#### Exercise directions
Could you copy every line of the data that contains "lion"?

#### Text-to-region grounding data
★ ★ ★
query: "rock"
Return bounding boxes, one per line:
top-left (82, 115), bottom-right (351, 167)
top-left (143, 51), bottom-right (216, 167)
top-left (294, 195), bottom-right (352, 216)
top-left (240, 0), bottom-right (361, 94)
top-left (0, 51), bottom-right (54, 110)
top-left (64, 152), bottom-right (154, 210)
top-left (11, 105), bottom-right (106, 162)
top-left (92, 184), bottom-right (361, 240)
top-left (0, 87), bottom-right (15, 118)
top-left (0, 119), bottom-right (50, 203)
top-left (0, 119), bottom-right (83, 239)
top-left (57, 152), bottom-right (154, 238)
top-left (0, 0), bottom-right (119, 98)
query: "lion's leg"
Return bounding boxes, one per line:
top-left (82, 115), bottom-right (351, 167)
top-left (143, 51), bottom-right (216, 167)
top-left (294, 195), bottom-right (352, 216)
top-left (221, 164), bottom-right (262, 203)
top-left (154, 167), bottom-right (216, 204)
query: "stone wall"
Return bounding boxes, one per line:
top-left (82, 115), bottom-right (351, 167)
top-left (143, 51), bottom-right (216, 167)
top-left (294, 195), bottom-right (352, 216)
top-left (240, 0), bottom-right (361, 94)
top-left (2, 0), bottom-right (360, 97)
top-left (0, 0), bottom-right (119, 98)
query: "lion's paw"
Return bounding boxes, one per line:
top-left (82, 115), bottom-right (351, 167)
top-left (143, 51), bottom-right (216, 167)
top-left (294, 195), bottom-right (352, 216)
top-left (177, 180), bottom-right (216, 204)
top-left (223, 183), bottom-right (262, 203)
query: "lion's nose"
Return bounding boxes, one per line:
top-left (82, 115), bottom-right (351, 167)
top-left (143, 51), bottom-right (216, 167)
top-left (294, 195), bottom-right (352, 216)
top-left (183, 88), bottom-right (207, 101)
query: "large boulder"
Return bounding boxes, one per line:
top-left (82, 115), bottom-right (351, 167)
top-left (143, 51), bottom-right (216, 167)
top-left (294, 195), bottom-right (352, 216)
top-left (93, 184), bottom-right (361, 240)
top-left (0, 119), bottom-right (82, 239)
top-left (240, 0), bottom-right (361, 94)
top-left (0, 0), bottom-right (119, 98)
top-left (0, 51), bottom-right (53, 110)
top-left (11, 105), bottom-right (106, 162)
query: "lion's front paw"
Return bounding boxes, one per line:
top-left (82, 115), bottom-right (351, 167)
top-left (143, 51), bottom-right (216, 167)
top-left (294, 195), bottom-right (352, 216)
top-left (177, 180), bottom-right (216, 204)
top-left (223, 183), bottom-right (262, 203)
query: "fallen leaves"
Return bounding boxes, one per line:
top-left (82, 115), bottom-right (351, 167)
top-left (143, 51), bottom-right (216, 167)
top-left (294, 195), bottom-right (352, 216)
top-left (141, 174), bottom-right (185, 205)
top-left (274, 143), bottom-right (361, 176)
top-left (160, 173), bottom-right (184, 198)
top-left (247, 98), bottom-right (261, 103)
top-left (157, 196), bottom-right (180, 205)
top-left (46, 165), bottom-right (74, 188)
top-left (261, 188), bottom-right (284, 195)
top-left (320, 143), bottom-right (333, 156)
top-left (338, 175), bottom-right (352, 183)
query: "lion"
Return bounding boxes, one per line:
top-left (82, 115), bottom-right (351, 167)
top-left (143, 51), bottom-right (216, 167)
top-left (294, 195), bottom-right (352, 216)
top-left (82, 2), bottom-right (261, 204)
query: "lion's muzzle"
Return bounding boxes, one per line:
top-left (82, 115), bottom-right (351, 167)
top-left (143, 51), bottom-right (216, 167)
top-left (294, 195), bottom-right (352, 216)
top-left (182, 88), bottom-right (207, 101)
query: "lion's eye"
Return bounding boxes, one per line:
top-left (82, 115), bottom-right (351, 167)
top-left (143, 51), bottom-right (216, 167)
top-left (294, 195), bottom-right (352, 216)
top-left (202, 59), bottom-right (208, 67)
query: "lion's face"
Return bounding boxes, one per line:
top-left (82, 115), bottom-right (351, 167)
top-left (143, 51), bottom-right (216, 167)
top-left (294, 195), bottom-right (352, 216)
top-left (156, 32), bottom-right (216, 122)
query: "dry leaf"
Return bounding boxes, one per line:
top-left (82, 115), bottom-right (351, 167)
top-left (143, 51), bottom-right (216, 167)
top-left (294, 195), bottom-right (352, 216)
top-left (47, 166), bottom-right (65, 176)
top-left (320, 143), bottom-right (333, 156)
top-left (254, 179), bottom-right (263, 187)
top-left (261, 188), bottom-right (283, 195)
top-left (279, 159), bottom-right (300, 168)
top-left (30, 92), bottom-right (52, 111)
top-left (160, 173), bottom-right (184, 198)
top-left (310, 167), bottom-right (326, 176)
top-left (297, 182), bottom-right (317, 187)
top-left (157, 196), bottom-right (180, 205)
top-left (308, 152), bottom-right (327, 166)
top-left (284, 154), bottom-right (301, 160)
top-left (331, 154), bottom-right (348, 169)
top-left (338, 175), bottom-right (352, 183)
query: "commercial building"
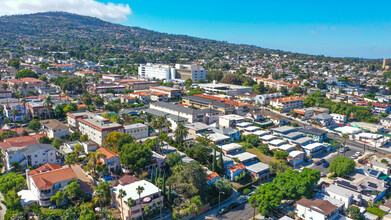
★ ★ ★
#### Answer to this problem
query: "lion's leg"
query: "lion's paw"
query: "lion's nose"
query: "lion's front paw"
query: "lion"
query: "lion's muzzle"
query: "lion's eye"
query: "lion's face"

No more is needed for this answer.